QUOTED PASSAGE:
Out with the woolies and in with the cool

Packing away your winter woolies will create more space in your wardrobe for your summer clothing. Photo: pixabay

POLOKWANE – Spring is in the air and the trend is towards lighter, cooler clothing and strappy sandals.

What to do about the thick woollen winter warmers, and how to pack it away for maximum protection until next winter?

Here are some packing hacks to make things easier:

Wash or dry clean all items before packing it away.

Make sure items are dry before packing away. Also thoroughly clean the storage space. If not cleaned properly it will attract silverfish and other pests that will eat holes in your clothes, rendering it useless for wearing again.

Be ruthless.

It is also a good time to decide what items you would rather not wear again and throw it out. Sell and donate it.

Some items might be worn out and others are just so out of fashion that you did not wear it the past winter – what are the chances you are going to wear it again? Begin by going through your wardrobe and dresser, and sort items into piles.

Choose a storage space out of direct sunlight

If clothing is left in direct sunlight, it tends to fade. The ideal storage spot for your cold-weather clothes should be cool and dry.

Select your packing materials wisely

The packing materials that you choose can help to determine what state your clothing will be in once you finally take it out of storage. Cardboard boxes, although cheap and readily available, can be penetrated by vermin and can retain moisture, providing the perfect environment for mould and mildew to thrive. Cardboard and wood may also contain chemicals that can transfer on to clothes and damage them.

Pests may be attracted to proteins in the glue that holds them together.

RECORDED INFORMATION:
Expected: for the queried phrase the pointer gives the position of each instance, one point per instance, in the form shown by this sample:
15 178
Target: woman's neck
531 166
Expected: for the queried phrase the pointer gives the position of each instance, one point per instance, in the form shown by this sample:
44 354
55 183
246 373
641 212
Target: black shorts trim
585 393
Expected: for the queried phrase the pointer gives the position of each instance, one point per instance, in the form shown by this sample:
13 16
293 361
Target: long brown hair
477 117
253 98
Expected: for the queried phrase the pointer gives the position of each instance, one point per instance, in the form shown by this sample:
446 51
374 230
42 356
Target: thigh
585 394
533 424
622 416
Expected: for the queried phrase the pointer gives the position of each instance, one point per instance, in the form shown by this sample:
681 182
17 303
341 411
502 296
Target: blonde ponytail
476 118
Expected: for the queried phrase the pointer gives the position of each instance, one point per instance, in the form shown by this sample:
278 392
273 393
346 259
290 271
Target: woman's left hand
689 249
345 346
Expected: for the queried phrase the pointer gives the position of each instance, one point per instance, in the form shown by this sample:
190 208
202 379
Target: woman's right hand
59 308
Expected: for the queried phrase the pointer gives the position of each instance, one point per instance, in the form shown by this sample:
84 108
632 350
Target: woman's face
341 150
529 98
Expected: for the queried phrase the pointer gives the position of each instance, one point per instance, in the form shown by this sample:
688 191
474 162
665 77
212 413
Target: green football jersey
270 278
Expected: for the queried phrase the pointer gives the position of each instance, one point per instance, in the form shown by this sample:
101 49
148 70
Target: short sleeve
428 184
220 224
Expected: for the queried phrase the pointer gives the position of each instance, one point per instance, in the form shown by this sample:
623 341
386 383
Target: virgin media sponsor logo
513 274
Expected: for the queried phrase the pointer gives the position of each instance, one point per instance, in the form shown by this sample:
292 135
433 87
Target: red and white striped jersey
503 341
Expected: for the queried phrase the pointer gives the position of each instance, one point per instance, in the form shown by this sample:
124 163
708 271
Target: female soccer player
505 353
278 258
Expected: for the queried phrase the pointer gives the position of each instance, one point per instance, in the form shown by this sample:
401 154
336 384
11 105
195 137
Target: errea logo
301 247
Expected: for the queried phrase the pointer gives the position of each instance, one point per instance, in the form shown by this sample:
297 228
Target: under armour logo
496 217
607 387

--

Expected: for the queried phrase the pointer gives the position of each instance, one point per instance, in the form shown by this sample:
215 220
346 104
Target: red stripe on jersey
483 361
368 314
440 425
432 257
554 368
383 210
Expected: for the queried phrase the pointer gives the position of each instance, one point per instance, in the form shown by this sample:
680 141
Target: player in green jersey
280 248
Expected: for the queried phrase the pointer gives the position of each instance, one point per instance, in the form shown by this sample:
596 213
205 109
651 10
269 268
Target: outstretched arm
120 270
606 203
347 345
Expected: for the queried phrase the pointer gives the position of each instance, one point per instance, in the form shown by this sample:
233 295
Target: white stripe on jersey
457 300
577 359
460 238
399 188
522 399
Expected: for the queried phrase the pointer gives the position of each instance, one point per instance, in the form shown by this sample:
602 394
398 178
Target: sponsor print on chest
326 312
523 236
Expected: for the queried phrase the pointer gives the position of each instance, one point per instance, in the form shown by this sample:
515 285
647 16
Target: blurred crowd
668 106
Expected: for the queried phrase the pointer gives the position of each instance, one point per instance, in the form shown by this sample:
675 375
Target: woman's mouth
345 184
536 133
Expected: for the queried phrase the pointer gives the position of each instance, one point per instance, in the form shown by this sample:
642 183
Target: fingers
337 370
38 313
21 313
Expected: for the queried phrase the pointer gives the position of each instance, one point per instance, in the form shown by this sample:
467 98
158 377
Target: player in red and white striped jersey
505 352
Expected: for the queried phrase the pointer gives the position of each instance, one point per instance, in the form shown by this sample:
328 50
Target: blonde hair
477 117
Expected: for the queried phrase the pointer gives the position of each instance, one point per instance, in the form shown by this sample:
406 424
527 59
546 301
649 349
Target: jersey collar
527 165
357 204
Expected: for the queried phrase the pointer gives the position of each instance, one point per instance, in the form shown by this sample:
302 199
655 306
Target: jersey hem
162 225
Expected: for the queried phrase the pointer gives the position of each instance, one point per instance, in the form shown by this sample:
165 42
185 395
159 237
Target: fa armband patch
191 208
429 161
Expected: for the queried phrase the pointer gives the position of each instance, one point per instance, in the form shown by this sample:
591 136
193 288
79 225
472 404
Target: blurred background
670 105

PROBLEM TO WORK ON: Copy the stretch of the article on packing away winter clothing from "Wash or dry" through "Be ruthless.", swapping "silverfish" for "moths". The listing was drawn from a separate source, unrelated to the article on packing away winter clothing.

SOLVED EXERCISE:
Wash or dry clean all items before packing it away.

Make sure items are dry before packing away. Also thoroughly clean the storage space. If not cleaned properly it will attract moths and other pests that will eat holes in your clothes, rendering it useless for wearing again.

Be ruthless.